BEGIN MATERIAL PROVIDED

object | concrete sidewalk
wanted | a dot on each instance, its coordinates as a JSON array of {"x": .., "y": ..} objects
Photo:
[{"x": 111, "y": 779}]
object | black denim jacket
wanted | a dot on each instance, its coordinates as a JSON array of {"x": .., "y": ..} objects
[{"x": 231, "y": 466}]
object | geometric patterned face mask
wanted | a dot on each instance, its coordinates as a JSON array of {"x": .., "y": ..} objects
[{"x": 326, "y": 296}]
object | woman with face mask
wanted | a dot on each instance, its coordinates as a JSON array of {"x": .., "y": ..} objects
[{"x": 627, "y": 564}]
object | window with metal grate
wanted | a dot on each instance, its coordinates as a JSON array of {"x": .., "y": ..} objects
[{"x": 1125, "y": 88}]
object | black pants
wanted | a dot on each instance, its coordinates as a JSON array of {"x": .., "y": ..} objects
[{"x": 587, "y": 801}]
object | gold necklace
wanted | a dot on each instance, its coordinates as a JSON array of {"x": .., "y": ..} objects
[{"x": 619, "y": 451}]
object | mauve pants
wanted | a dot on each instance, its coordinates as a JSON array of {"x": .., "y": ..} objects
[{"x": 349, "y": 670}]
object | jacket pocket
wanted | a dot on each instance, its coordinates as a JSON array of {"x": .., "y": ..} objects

END MATERIAL PROVIDED

GIVEN REQUEST: Reproduce every line of the data above. Scale each x and y coordinate by 0.35, rounding to whole numbers with halves going up, and leave all other text as it is.

TASK OUTPUT:
object | concrete sidewalk
wanted | a dot on each instance, its coordinates as a JSON array of {"x": .., "y": ..} objects
Photo:
[{"x": 39, "y": 273}]
object | black denim jacket
wanted | a dot on each instance, its coordinates as a JSON array of {"x": .., "y": ..} objects
[{"x": 81, "y": 163}]
object | geometric patterned face mask
wanted | a dot on each instance, its coordinates as a JSON array of {"x": .., "y": ..} objects
[{"x": 114, "y": 104}]
object | woman with face mask
wanted | a dot on each instance, its coordinates as a JSON array of {"x": .., "y": ..} objects
[{"x": 219, "y": 197}]
object | window with metal grate
wanted | a dot on each instance, its coordinates as a JSON array of {"x": .., "y": ..} objects
[{"x": 394, "y": 31}]
object | black pants
wanted | a dot on each instance, its coordinates as a JSON array of {"x": .., "y": ..} objects
[{"x": 205, "y": 280}]
object | gold necklace
wanted | a dot on each instance, its coordinates as a JSON array of {"x": .., "y": ..} objects
[{"x": 217, "y": 158}]
object | mauve pants
wanted | a dot on each instance, its coordinates as a JSON array of {"x": .., "y": ..} objects
[{"x": 122, "y": 235}]
object | jacket pocket
wanted | a dot on each instance, its coordinates as a JSON array of {"x": .., "y": ..} objects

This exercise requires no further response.